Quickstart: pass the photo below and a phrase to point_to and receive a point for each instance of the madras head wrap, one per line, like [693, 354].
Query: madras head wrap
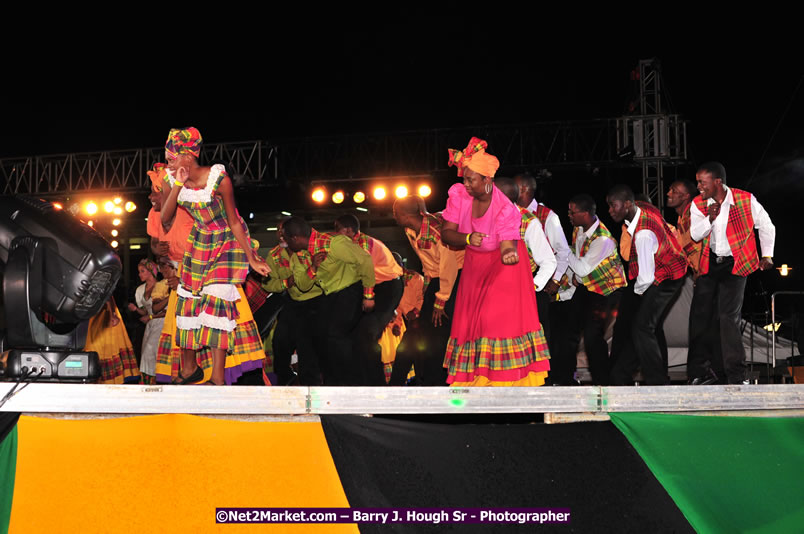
[186, 141]
[149, 265]
[475, 158]
[157, 175]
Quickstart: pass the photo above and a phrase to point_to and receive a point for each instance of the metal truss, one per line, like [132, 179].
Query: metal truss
[249, 163]
[566, 143]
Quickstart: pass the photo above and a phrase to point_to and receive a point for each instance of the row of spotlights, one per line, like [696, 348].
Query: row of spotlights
[110, 206]
[379, 193]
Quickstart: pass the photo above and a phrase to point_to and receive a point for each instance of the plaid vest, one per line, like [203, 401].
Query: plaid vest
[527, 217]
[739, 234]
[669, 262]
[365, 242]
[609, 275]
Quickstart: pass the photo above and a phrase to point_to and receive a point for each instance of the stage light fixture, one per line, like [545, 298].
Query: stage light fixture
[319, 195]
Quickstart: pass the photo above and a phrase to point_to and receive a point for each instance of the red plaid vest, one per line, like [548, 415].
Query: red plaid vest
[527, 217]
[609, 275]
[739, 233]
[669, 262]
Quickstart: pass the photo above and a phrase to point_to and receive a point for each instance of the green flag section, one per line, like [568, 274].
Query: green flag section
[726, 474]
[8, 469]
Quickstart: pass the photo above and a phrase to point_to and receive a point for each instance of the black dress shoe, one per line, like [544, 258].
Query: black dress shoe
[706, 380]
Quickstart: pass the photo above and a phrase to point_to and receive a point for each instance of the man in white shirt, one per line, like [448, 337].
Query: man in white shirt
[545, 299]
[597, 276]
[657, 267]
[723, 219]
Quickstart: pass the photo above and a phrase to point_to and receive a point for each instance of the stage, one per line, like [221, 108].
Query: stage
[132, 458]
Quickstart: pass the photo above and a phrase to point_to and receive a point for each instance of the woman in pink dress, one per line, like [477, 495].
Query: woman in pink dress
[496, 338]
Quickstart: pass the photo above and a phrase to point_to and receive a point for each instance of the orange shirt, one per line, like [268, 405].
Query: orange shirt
[177, 236]
[438, 260]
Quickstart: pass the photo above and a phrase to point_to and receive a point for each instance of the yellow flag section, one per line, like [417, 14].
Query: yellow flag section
[168, 473]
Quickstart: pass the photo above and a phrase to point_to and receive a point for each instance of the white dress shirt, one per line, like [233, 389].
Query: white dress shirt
[541, 253]
[700, 226]
[556, 239]
[599, 250]
[647, 245]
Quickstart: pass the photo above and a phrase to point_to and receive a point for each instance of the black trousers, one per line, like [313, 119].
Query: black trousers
[589, 314]
[423, 344]
[717, 304]
[292, 333]
[333, 325]
[647, 311]
[367, 334]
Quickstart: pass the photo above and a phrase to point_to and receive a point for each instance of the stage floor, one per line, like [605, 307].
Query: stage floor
[559, 404]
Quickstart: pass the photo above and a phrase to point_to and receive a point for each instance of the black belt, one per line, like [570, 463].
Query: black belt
[720, 259]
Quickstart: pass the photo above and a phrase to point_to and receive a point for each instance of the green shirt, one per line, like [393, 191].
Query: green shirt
[346, 264]
[284, 265]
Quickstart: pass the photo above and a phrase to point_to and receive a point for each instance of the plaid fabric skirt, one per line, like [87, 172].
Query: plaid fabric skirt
[496, 337]
[168, 353]
[213, 257]
[236, 332]
[114, 348]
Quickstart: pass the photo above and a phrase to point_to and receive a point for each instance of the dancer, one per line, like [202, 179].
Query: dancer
[151, 298]
[496, 338]
[723, 219]
[216, 262]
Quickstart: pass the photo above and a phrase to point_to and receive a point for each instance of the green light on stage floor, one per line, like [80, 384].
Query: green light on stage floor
[457, 403]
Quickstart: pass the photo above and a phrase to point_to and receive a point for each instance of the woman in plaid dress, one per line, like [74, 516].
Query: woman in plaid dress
[496, 338]
[211, 303]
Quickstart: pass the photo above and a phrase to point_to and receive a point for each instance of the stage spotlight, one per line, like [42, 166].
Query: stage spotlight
[319, 195]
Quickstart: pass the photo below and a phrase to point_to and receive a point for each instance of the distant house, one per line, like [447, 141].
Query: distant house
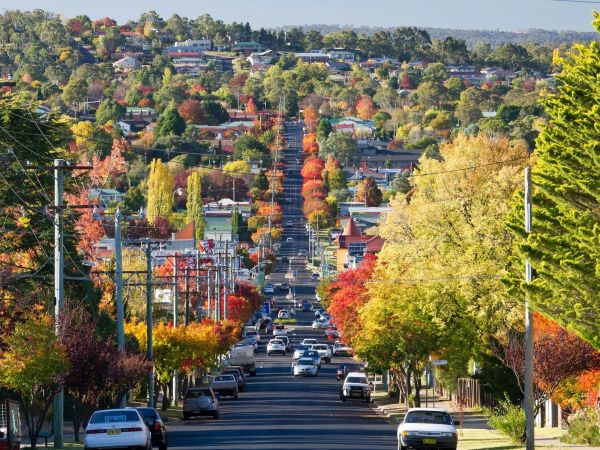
[262, 60]
[248, 47]
[126, 64]
[106, 196]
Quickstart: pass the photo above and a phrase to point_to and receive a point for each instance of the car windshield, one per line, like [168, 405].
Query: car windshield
[305, 362]
[195, 393]
[362, 380]
[115, 416]
[436, 417]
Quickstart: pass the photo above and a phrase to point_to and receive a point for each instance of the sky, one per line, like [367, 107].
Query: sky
[508, 15]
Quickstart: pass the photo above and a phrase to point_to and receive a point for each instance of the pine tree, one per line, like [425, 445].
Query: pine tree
[564, 245]
[194, 204]
[160, 191]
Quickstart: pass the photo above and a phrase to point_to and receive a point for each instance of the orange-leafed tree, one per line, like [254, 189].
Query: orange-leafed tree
[348, 295]
[312, 169]
[311, 118]
[310, 144]
[365, 108]
[191, 111]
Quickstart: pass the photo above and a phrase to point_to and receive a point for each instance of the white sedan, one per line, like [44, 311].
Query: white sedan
[276, 346]
[306, 367]
[117, 428]
[424, 427]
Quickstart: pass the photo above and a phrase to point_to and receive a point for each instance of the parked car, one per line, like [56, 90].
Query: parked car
[314, 355]
[356, 385]
[305, 367]
[340, 349]
[117, 428]
[324, 351]
[276, 346]
[279, 330]
[238, 374]
[157, 427]
[345, 368]
[200, 401]
[427, 428]
[225, 385]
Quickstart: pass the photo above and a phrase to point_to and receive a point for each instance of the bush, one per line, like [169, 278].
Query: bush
[584, 428]
[509, 420]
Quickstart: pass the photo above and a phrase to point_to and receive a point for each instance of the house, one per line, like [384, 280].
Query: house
[262, 60]
[126, 64]
[106, 196]
[217, 225]
[354, 126]
[352, 245]
[248, 47]
[196, 44]
[311, 57]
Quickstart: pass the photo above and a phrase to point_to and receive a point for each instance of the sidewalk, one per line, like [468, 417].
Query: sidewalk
[474, 433]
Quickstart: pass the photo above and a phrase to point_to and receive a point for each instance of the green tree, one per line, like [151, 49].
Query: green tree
[31, 366]
[194, 204]
[109, 111]
[160, 191]
[563, 246]
[170, 123]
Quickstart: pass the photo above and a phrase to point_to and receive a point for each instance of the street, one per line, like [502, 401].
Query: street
[278, 411]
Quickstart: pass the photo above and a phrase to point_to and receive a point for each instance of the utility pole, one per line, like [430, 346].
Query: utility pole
[226, 282]
[149, 327]
[528, 381]
[59, 397]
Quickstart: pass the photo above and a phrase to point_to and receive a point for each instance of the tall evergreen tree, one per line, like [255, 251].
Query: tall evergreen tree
[564, 246]
[194, 204]
[160, 191]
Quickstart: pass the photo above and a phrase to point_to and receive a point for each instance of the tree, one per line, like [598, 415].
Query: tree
[194, 204]
[341, 146]
[369, 192]
[191, 111]
[109, 111]
[170, 123]
[32, 366]
[365, 108]
[160, 191]
[561, 246]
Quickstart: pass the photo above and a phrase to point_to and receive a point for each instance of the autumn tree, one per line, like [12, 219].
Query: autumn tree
[563, 244]
[160, 191]
[194, 204]
[369, 192]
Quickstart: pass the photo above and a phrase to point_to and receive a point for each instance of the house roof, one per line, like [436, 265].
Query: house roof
[351, 229]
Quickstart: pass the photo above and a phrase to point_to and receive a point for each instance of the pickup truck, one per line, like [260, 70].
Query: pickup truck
[324, 351]
[225, 385]
[243, 356]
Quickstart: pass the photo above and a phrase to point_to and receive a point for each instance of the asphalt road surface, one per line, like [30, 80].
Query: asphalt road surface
[278, 411]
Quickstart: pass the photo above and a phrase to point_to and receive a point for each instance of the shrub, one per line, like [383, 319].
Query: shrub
[584, 428]
[509, 420]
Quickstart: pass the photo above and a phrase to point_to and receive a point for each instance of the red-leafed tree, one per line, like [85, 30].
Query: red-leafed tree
[365, 108]
[559, 354]
[310, 144]
[312, 169]
[348, 295]
[191, 111]
[311, 119]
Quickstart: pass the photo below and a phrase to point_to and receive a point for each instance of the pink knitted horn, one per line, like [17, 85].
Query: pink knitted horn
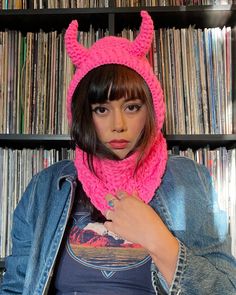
[143, 41]
[76, 52]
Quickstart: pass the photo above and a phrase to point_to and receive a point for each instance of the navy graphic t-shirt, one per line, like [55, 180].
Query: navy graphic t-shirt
[94, 261]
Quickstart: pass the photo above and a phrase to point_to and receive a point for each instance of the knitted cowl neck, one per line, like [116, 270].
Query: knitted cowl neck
[113, 176]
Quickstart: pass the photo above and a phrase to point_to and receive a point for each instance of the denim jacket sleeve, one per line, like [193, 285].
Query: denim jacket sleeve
[205, 265]
[16, 263]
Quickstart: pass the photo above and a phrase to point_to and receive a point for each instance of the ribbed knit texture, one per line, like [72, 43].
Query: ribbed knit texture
[119, 175]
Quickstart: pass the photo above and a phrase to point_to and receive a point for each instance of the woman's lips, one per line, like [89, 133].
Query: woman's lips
[118, 144]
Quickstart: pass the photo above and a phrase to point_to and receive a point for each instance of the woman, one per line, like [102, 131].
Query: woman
[123, 218]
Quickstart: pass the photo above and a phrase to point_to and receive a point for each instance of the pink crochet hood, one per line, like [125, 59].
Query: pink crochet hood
[113, 175]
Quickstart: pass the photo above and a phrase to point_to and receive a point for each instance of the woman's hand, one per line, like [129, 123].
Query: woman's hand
[133, 220]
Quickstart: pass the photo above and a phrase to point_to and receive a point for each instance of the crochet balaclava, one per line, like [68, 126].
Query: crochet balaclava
[112, 175]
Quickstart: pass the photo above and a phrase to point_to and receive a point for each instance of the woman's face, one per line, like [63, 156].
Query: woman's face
[119, 124]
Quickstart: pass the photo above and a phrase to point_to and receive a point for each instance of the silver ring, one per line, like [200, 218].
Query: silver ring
[111, 203]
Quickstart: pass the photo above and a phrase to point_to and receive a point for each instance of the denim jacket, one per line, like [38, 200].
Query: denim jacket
[185, 201]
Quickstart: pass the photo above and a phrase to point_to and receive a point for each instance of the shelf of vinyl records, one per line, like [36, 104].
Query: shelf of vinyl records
[195, 67]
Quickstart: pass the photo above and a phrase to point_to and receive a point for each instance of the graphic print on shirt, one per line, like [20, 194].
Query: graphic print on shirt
[90, 244]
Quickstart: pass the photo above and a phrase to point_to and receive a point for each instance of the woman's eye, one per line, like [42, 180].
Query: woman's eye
[133, 108]
[99, 110]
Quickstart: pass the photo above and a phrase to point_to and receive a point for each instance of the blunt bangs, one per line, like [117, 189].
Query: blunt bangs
[107, 82]
[115, 82]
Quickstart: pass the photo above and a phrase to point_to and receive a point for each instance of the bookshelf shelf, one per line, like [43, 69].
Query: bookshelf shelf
[178, 16]
[57, 141]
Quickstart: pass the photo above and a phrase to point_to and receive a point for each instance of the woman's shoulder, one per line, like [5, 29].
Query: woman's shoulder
[59, 169]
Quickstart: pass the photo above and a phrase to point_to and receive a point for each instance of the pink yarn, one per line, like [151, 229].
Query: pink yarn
[113, 175]
[119, 175]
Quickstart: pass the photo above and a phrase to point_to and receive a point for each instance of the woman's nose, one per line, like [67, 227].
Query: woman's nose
[119, 122]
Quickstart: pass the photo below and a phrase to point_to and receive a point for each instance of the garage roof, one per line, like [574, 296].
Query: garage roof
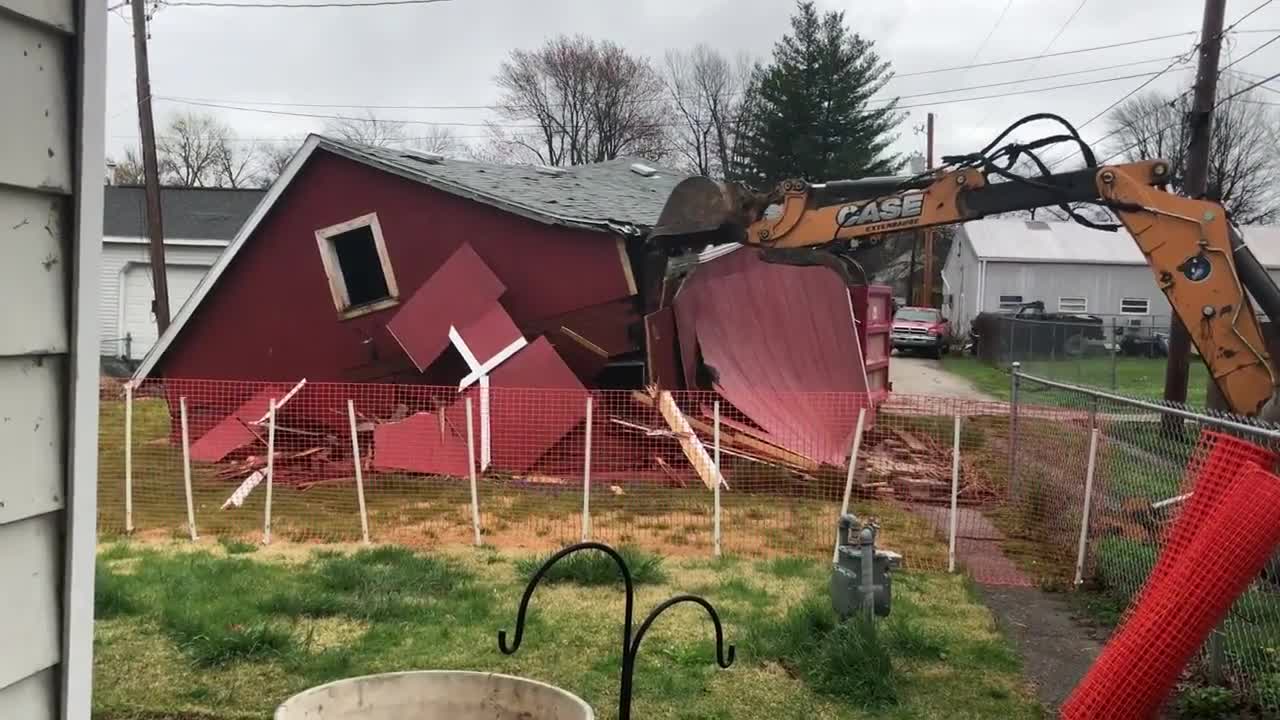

_ _ _ _ _ _ _

• [Aim of the task]:
Which lines above carry the string "garage"? Copy those lines.

• [Response for this exercise]:
Quickstart: pass the photo below and a phrase to point_to and receive a point for each instance of the garage roof, one per line, like [574, 296].
Query: garage roof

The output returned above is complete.